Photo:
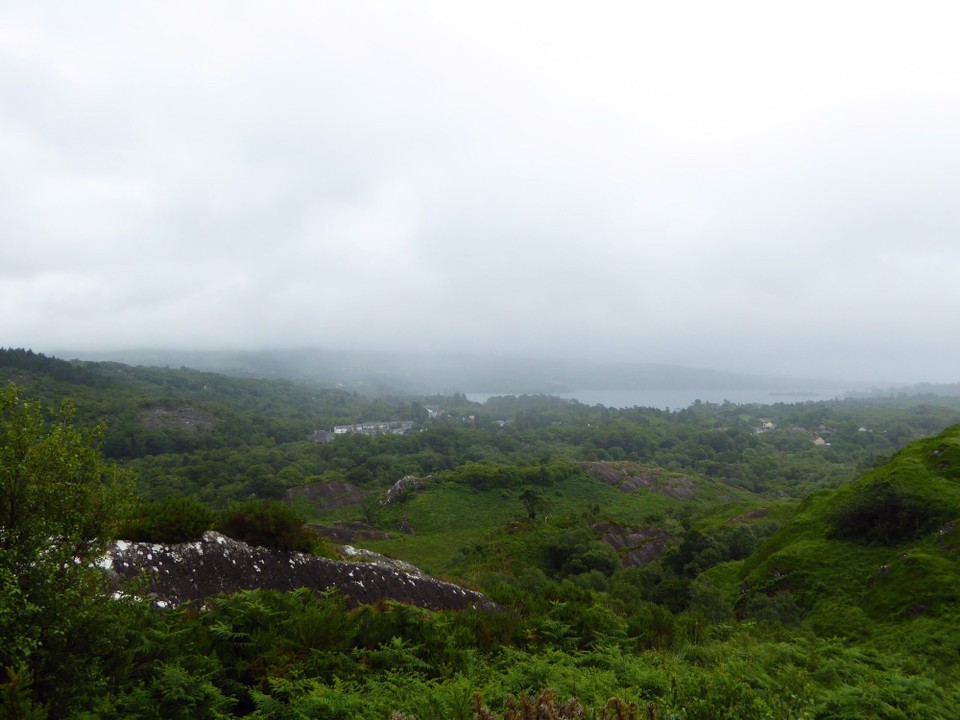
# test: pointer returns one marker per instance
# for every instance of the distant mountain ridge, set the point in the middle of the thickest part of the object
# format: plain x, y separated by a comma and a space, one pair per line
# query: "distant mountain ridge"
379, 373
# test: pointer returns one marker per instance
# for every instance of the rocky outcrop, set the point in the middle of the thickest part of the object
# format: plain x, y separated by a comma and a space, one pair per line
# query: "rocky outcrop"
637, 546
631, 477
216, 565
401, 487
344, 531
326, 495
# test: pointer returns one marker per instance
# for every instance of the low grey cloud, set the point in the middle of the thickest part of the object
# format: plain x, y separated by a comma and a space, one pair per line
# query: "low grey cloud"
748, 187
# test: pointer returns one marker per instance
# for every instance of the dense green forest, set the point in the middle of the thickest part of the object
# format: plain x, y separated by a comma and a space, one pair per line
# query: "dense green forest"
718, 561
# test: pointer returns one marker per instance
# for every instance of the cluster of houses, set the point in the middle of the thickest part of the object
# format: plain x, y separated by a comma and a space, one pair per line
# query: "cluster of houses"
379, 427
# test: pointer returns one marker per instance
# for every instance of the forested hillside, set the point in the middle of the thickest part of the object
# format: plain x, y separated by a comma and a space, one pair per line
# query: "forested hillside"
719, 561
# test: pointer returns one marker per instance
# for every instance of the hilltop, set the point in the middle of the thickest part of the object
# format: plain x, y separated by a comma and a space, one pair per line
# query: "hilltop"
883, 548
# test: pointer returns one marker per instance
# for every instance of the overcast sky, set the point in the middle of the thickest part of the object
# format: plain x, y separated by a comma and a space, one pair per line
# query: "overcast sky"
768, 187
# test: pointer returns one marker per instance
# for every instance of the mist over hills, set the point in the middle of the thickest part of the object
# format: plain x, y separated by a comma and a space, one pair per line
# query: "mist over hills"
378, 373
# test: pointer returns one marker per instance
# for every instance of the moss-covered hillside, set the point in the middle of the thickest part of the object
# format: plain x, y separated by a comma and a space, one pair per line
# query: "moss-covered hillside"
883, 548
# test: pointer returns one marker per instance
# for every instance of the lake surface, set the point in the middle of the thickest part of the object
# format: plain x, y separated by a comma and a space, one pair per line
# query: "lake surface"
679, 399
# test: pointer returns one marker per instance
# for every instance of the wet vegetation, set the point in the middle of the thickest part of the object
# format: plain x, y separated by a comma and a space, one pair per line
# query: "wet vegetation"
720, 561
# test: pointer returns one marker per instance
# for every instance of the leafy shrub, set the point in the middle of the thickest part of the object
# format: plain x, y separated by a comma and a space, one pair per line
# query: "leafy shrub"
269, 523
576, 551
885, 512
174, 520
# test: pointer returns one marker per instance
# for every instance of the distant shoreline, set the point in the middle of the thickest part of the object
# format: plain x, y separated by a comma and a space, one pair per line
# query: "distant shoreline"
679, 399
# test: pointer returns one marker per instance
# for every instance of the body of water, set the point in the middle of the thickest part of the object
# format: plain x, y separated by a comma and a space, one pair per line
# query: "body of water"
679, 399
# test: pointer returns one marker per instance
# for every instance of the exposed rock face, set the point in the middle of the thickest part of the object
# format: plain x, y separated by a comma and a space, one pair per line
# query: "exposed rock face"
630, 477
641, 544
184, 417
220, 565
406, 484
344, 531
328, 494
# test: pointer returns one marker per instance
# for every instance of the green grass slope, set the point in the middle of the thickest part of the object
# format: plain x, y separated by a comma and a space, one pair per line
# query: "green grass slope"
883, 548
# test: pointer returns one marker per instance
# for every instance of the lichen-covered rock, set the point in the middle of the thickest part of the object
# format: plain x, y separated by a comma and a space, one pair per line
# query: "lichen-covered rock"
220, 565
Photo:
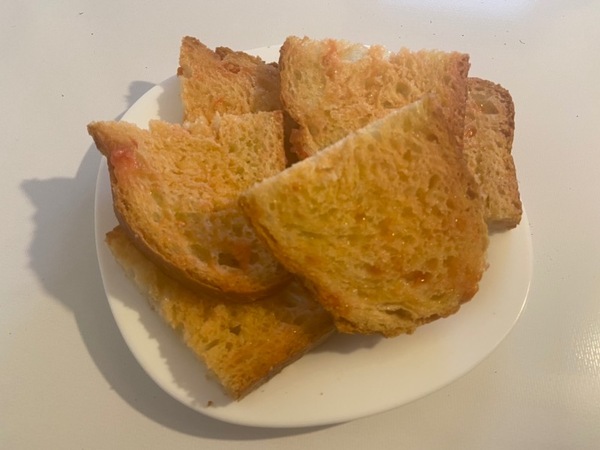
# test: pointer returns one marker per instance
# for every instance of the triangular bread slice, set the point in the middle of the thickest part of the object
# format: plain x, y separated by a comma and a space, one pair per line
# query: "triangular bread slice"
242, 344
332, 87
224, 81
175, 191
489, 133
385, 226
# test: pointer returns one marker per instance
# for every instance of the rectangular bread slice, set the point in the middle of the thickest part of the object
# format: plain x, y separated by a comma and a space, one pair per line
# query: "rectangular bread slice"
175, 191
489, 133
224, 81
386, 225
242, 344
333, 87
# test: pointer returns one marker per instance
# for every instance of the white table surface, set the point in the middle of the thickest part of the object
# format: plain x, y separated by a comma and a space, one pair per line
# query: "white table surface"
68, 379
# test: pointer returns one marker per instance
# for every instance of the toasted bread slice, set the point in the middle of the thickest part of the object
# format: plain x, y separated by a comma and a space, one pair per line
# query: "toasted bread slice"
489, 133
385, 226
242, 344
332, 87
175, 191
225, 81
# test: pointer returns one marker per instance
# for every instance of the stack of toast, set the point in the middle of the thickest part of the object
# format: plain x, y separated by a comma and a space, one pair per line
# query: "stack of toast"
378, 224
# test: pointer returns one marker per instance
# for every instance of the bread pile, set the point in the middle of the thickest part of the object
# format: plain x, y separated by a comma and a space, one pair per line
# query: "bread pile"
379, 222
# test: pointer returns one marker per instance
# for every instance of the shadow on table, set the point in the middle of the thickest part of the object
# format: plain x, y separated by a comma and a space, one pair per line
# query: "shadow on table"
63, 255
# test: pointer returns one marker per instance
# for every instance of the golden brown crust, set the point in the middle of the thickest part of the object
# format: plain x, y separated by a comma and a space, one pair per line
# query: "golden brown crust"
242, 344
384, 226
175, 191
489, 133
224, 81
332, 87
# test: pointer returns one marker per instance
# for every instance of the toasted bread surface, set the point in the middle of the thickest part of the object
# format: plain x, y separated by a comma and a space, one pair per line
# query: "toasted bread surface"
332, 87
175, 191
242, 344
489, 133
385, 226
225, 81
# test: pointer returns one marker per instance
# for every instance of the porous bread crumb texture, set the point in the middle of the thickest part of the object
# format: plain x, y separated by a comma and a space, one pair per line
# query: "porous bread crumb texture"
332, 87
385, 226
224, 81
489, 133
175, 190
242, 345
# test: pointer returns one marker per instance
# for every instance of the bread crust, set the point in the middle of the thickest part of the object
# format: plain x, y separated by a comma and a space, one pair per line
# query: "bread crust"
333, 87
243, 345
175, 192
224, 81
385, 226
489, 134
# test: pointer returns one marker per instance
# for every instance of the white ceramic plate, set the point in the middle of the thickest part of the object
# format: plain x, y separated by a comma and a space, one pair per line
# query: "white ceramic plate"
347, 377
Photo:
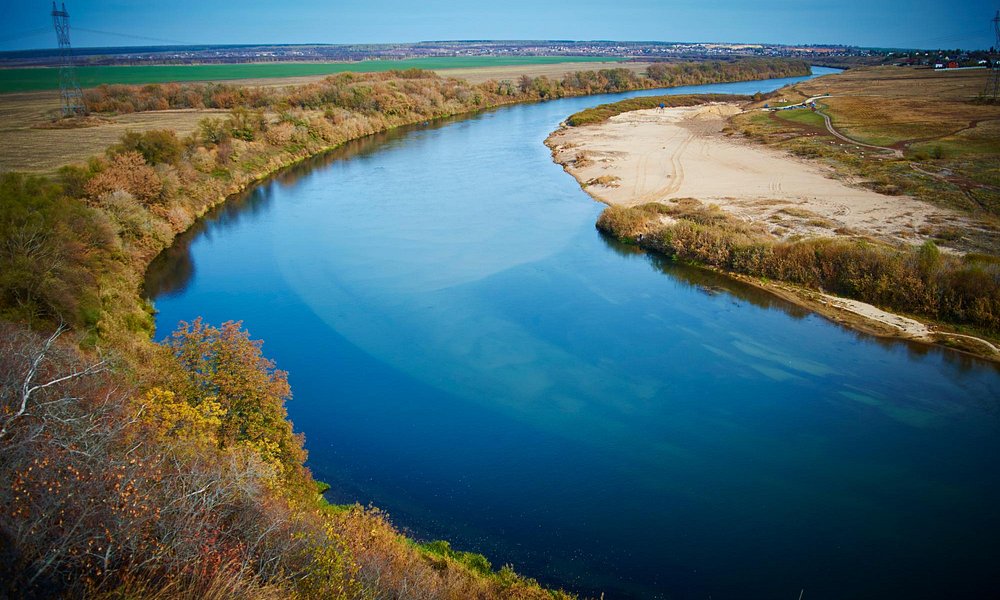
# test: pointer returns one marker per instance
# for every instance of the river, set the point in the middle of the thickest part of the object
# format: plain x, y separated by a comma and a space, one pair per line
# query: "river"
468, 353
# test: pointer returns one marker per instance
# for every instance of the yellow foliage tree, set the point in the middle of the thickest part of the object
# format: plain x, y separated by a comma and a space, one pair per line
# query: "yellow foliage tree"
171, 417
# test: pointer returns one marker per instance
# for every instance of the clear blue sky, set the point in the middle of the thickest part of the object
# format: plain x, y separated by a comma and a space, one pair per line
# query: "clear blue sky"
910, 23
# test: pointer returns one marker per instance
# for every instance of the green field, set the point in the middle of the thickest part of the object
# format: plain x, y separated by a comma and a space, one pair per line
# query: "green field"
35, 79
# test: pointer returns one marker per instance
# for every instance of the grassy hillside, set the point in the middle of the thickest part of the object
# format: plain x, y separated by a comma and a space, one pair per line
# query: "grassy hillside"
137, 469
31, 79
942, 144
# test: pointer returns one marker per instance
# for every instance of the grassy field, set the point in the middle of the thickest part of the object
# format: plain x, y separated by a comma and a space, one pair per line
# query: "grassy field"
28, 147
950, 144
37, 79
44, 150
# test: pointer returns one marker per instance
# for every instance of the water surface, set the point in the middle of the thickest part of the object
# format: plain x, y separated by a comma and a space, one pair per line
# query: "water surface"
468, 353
====
All entries should be given again exactly, except that pictures are to be excluded.

Photo:
# test: pointer returns one marker per instance
# for every instance of the distant mountain ridge, set the point in the middle of the thickest part of the object
# format: plain x, y separated by a comma and a space, one pair per line
# query: "distant mountain ridge"
379, 373
# test: pointer returns one marker per instance
# for every instance of the rocky outcrop, set the point in the middle of the thickest part of the object
# format: plain x, y separated by a comma and a space, one pair per line
# query: "rocky outcrop"
637, 546
631, 477
216, 565
401, 487
344, 531
326, 495
# test: pointer returns one marker per instance
# for every instance of the low grey cloud, set the point in the middle of the thickest part of the object
# format: plain x, y separated by a comma and a space, one pair per line
# query: "low grey cloud"
748, 187
# test: pointer returns one marker per instance
# for every instance of the dense green forest, set the point in the middle of the thickest part of the object
# format: plain x, y separated by a comma and a space, one pair per line
# query: "dense green forest"
718, 561
# test: pointer returns one marker per instance
# for every instance of the cluster of houses, set the point in the middle of the thickest part of the object
# format: plain x, y separated by a comma and a space, one pair per line
# query: "cluster of houses"
379, 427
# test: pointer returns one marker per instance
# for every instance of the forested hillside, set the point in the middle of the thickest part of the object
# format: plain x, y separated by a comma and a space, one pair per line
# query: "forested hillside"
719, 561
# test: pointer returns one marker per instance
# for every instance of the hilltop, set the point in the middle of the thickest part of the object
# format: plain x, y separated by a comma and a space, one pair per line
# query: "hilltop"
883, 548
# test: pointer returns one marker per instance
# for every instance of the overcast sky, set the point in the middle of the thickest part of the object
# format: plain x, y separated by a comma and a space, one pair per line
# query: "overcast sky"
768, 187
# test: pointer returns one marker per instance
# for every instance of the mist over hills, set the point in the middle of the thickest part of the object
# format: plain x, y separated by a comma and a space, one pair per line
# query: "mist over hills"
378, 373
# test: pointer returns one marker per instance
# for every instance of the moss-covered hillside, set the point in the middle of the thickest part of the object
# format: plain x, y separated by a comma and a space, one pair per line
# query: "moss-covered hillside"
883, 548
# test: pointer returns one marker per instance
# for every instance of the lake surface, set the point in the middle of the thickest part of the object
# format: plain x, y separated by a comma and a space, one pair per line
# query: "lake surface"
679, 399
# test: pointer returns one marker per instance
# for every instance of the wet vegetation, set the point in the middle of the thickest part of the object
# format: plain x, y separated by a comma and a space, one pair per line
# query: "wet vegetation"
720, 561
# test: pointer returns one marker per instance
# for every instance of the leafy shrub, set the point in the middle of the thickest part of the object
# format: plain x, y separated by a comma and a space, one pair per line
# query: "leafy shrub"
269, 523
576, 551
885, 512
174, 520
# test: pointer returns one marker per instance
# for every instance of the distant shoreline, set the point in the middle of the thickest part of the object
# format: plain x, y separated by a comma and a space, one pair per line
# query: "distant shoreline"
679, 399
# test: pointer returns one marker per instance
# for every instance of the body of water, set the point in the middle of the thickest part of the object
# format: plain x, y separated by a comma and a space, one pair per line
# query: "body of water"
679, 399
# test: pointer returns one marker per instance
# for every instance of the exposed rock face, set the point in the middle of the thickest part of the object
# format: plain x, y separated by a comma and a space, one pair per line
# query: "exposed rock face"
630, 477
641, 544
184, 417
220, 565
406, 484
344, 531
328, 494
# test: pointer returns one marker per instance
# for every instance of the green grass slope, set the point in the middle of the thickest part of the object
# format: plain x, y separated by a comma and a space, one pair per line
# query: "green grass slope"
883, 548
# test: pointer returns one marker per instance
# for every instance of the lichen-covered rock, set the point in the middle of the thickest part of the object
# format: plain x, y separated by a comma and a space, one pair per line
# query: "lichen-covered rock"
220, 565
Photo:
# test: pointer returns one marker per instance
# for every instance of the triangular bread slice, set the point in the middle of the thickest part of the object
# format: plain x, y separated by a comma and a space, one pair per line
# query: "triangular bread slice"
242, 344
332, 87
224, 81
175, 191
489, 133
385, 226
# test: pointer returns one marker per instance
# for every instance of the rectangular bread slice, set the point in the middle of the thickest part of the object
# format: plain x, y separated by a comma and a space, one pair per line
# query: "rectangular bread slice"
175, 191
489, 133
224, 81
386, 225
242, 344
333, 87
# test: pointer returns one marker per instance
# for every instance of the white table surface, set the point in the middle of the thickest part of the object
# format: plain x, y separated by a comma and a space, one pair per line
# query: "white table surface"
68, 379
# test: pointer returns one marker per instance
# for every instance of the toasted bread slice, set the point in the middle of the thickest part of the object
# format: plain x, y separated by a comma and a space, one pair per line
# query: "toasted bread slice"
489, 133
385, 226
242, 344
332, 87
175, 191
225, 81
# test: pointer returns one marker per instance
# for every instance of the stack of toast, set the point in the middle of the thickest part of the object
# format: plain x, y separated by a comma and a space, one pair per line
# query: "stack of toast"
378, 224
# test: pointer returns one marker per instance
# for every instance of the bread pile, set the point in the middle of the thickest part of the object
# format: plain x, y separated by a comma and a space, one pair per line
# query: "bread pile"
379, 222
# test: pointer returns one marker per instance
# for every instance of the shadow on table, set the point in the middle of the thickest part of the object
# format: plain x, y separated by a comma and a space, one pair per line
# query: "shadow on table"
63, 255
# test: pointer returns one marker per instance
# for every instance of the golden brown crust, set the point in the middle of the thickest part of the object
# format: plain x, y separated by a comma and a space, one pair per line
# query: "golden brown crust"
242, 344
384, 226
175, 191
489, 133
224, 81
332, 87
# test: pointer returns one marker per instance
# for every instance of the toasted bread surface, set the point in the middle of the thickest part of the object
# format: plain x, y separated by a comma and a space, one pair per line
# query: "toasted bread surface"
332, 87
175, 191
242, 344
489, 133
385, 226
225, 81
# test: pointer returns one marker per instance
# for every instance of the porous bread crumb texture, set the point in the middle of the thickest part of the object
# format: plain x, y separated by a comma and a space, one pair per line
# query: "porous bread crumb texture"
332, 87
385, 226
224, 81
489, 133
175, 190
242, 345
# test: pointer returns one marker per instance
# for every instance of the bread crust, set the point in the middle of the thickest part of the object
# format: plain x, y separated by a comma and a space, one pair per line
# query: "bread crust"
333, 87
243, 345
175, 192
224, 81
385, 226
489, 134
# test: pointer returns one marker per instance
# for every instance of the white ceramic plate, set the point in the middle of the thickest part of the object
# format: plain x, y separated by a comma and a space, one pair per line
# query: "white ceramic plate"
347, 377
Photo:
# test: pointer returns one marker per instance
# for every instance of the river, set the point in the middle of the thickest part of the object
# format: plain x, y separated by a comma and a space, one pair per line
# query: "river"
468, 353
# test: pointer returns one marker per instance
# for every instance of the yellow foliage tree, set the point in the middle of the thickest part of the object
# format: plain x, y separated by a comma and a space, one pair per line
# query: "yellow foliage tree"
171, 417
# test: pointer returns one marker per instance
# for every instance of the clear blue sky, set the point in the middle of the thickest part of the object
# format: plain x, y separated by a comma and a space, one pair per line
# query: "clear blue sky"
910, 23
# test: pointer returns one marker per instance
# for every instance of the green field, set the point in the middle of the thickest part of the object
# format: plain x, y separated by a comma and a space, one pair per line
# query: "green field"
35, 79
# test: pointer returns one marker per instance
# for every instance of the grassy hillside, set the point in the middle of the thickest part of the object
# format: plain x, y separated by a comma and a space, one pair per line
# query: "grassy hillside"
137, 469
31, 79
942, 144
# test: pointer returns one marker per instance
# for every instance of the grassy field, set the point in the middle of the thickest part of the object
# format: plain x, y separated by a comma and a space, one pair per line
# query: "grassy field"
28, 147
950, 144
37, 79
44, 150
# test: pointer returns one marker per instance
# for every instance of the water surface, set the point in the middle of the thickest part of the object
# format: plain x, y separated by a comma and a space, one pair per line
# query: "water surface"
468, 353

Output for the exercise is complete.